§ **Goal**
The entries that follow should be written out exactly.

§ **Information provided**

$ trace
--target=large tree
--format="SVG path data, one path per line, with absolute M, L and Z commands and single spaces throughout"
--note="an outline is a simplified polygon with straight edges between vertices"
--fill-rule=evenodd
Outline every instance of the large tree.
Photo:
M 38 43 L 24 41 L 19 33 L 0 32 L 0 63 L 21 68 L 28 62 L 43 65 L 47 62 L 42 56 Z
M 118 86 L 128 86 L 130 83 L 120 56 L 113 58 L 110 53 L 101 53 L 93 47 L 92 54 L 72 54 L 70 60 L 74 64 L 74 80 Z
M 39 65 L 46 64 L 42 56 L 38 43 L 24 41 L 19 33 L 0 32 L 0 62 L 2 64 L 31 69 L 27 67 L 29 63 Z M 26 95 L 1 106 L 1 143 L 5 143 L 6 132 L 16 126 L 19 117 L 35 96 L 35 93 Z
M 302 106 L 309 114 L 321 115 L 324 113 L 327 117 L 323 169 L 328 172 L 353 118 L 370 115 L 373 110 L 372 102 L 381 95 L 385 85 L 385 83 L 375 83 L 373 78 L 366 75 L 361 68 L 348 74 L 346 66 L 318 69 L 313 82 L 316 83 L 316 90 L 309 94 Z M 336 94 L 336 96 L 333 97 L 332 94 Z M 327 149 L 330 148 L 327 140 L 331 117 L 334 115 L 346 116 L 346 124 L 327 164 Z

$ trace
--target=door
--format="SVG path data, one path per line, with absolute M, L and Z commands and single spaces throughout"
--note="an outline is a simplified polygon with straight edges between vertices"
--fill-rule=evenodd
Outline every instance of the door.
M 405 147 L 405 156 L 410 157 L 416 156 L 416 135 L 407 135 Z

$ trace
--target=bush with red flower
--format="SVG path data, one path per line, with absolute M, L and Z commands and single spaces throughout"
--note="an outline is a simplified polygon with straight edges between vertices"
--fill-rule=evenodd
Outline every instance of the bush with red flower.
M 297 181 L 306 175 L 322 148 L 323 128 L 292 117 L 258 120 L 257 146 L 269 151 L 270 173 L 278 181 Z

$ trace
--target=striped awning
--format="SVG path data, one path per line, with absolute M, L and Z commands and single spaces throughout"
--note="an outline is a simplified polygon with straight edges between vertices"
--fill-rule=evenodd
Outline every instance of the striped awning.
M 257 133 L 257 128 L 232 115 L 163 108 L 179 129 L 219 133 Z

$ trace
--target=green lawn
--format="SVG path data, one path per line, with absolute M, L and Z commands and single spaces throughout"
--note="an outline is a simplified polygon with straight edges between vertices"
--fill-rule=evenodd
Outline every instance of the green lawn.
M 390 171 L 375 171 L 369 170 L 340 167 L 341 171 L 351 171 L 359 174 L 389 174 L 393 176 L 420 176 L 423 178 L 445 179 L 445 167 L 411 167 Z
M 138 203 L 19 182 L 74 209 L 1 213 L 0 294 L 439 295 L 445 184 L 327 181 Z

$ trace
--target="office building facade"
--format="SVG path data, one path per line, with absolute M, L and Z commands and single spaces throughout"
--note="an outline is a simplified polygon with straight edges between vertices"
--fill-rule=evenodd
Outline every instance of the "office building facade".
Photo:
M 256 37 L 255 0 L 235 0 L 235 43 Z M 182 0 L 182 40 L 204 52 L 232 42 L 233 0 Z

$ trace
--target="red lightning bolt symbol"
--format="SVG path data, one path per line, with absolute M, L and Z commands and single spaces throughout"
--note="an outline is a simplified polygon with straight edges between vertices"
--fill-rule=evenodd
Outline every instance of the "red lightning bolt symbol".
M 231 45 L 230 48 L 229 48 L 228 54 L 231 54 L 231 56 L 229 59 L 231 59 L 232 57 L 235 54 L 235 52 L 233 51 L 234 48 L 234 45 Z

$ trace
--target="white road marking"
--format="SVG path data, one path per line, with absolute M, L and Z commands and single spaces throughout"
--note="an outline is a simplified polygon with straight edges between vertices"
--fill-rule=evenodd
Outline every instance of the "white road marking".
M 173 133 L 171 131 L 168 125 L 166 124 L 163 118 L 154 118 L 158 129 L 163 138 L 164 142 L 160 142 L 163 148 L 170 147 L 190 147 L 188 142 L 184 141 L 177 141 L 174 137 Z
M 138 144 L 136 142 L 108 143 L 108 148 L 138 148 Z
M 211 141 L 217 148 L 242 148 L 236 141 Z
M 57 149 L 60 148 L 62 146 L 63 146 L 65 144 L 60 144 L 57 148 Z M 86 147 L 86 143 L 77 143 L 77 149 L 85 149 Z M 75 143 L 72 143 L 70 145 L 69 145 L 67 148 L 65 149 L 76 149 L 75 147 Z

§ **Written answer**
$ trace
--target=large tree
--format="SVG path data, one path per line, with absolute M, L and Z commands and single spaces throughout"
--note="an outline is a simplified polygon with straight edges between vertices"
--fill-rule=evenodd
Outline every instance of the large tree.
Photo:
M 38 43 L 24 41 L 19 33 L 0 32 L 0 63 L 21 68 L 28 62 L 43 65 L 47 62 L 42 56 Z
M 118 86 L 128 86 L 130 83 L 120 56 L 113 58 L 110 53 L 101 53 L 93 47 L 92 54 L 72 54 L 70 60 L 74 64 L 74 80 Z
M 39 65 L 46 64 L 42 56 L 38 43 L 24 41 L 19 33 L 0 32 L 0 62 L 2 64 L 31 69 L 27 67 L 29 63 Z M 26 95 L 1 106 L 1 143 L 5 143 L 6 132 L 16 126 L 19 117 L 35 96 L 35 93 Z
M 302 106 L 309 114 L 321 115 L 324 113 L 327 117 L 323 169 L 328 172 L 353 118 L 370 115 L 373 110 L 372 102 L 381 95 L 385 85 L 385 83 L 375 83 L 373 78 L 366 75 L 361 68 L 348 74 L 346 66 L 318 69 L 313 82 L 316 83 L 316 90 L 309 94 Z M 336 94 L 336 96 L 333 97 L 332 94 Z M 327 149 L 330 148 L 327 140 L 331 117 L 334 115 L 346 116 L 346 124 L 327 164 Z

$ trace
--target=door
--format="SVG path data, one path per line, with absolute M, L and Z commands and single spaces throughout"
--note="an outline is a simplified polygon with straight edges between vertices"
--fill-rule=evenodd
Outline every instance of the door.
M 405 147 L 405 156 L 410 157 L 416 156 L 416 135 L 407 135 Z

$ trace
--target=bush with red flower
--format="SVG path data, one path per line, with absolute M, L and Z commands and single spaces throughout"
--note="an outline is a simplified polygon with straight edges between vertices"
--fill-rule=evenodd
Outline every instance of the bush with red flower.
M 297 181 L 306 175 L 322 148 L 323 128 L 292 117 L 258 120 L 257 146 L 269 151 L 270 173 L 278 181 Z

$ trace
--target=striped awning
--format="SVG path data, one path per line, with absolute M, L and Z commands and single spaces throughout"
--note="an outline is a simplified polygon with straight edges between vertices"
--fill-rule=evenodd
Outline every instance of the striped awning.
M 257 133 L 257 128 L 232 115 L 163 108 L 179 129 L 219 133 Z

$ trace
--target=green lawn
--format="SVG path data, one path per line, with absolute M, L and Z commands and single spaces throughout"
--note="an outline is a simplified polygon with straight edges between vertices"
--fill-rule=evenodd
Outline every instance of the green lawn.
M 390 171 L 375 171 L 369 170 L 340 167 L 341 171 L 351 171 L 359 174 L 389 174 L 393 176 L 420 176 L 423 178 L 445 179 L 445 167 L 411 167 Z
M 138 203 L 19 182 L 74 209 L 1 213 L 0 294 L 439 295 L 445 184 L 327 181 Z

$ trace
--target="office building facade"
--format="SVG path data, one path per line, with absolute M, L and Z commands and single spaces throughout"
--note="an outline is a simplified polygon with straight edges between vertices"
--fill-rule=evenodd
Outline every instance of the "office building facade".
Photo:
M 256 37 L 255 0 L 235 0 L 235 43 Z M 182 0 L 182 40 L 204 52 L 232 42 L 233 0 Z

$ trace
--target="red lightning bolt symbol"
--format="SVG path data, one path per line, with absolute M, L and Z commands and single spaces throughout"
--note="an outline is a simplified polygon with straight edges between vertices"
--fill-rule=evenodd
Outline every instance of the "red lightning bolt symbol".
M 231 45 L 230 48 L 229 48 L 228 54 L 231 54 L 231 56 L 229 59 L 231 59 L 232 57 L 235 54 L 235 52 L 233 51 L 234 48 L 234 45 Z

$ trace
--target="white road marking"
--format="SVG path data, one path per line, with absolute M, L and Z commands and single spaces throughout"
--note="an outline is a simplified polygon with straight edges between vertices"
--fill-rule=evenodd
Outline every instance of the "white road marking".
M 173 133 L 171 131 L 168 125 L 166 124 L 163 118 L 154 118 L 158 129 L 163 138 L 164 142 L 160 142 L 163 148 L 170 147 L 190 147 L 188 142 L 184 141 L 177 141 L 174 137 Z
M 138 144 L 136 142 L 108 143 L 108 148 L 138 148 Z
M 211 141 L 217 148 L 242 148 L 236 141 Z
M 57 149 L 60 148 L 62 146 L 63 146 L 65 144 L 60 144 L 57 148 Z M 86 147 L 86 143 L 77 143 L 77 149 L 85 149 Z M 75 143 L 72 143 L 70 145 L 69 145 L 67 148 L 65 149 L 76 149 L 75 147 Z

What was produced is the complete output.